'''

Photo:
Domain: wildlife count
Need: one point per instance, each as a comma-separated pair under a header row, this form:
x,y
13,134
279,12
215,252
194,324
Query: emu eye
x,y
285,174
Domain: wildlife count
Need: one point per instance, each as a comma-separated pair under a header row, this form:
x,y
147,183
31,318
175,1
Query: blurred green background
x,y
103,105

'''

Copy every row above without changing anything.

Task answer:
Photo:
Domain: wildlife count
Need: one point per instance, each as a comma-separated pair under a header row, this form:
x,y
13,134
279,12
215,252
194,324
Query: emu eye
x,y
285,174
Domain: wildlife count
Need: one point per instance, each as a comma-separated pair under a header row, this form:
x,y
147,183
31,318
175,1
Query: blurred green background
x,y
103,105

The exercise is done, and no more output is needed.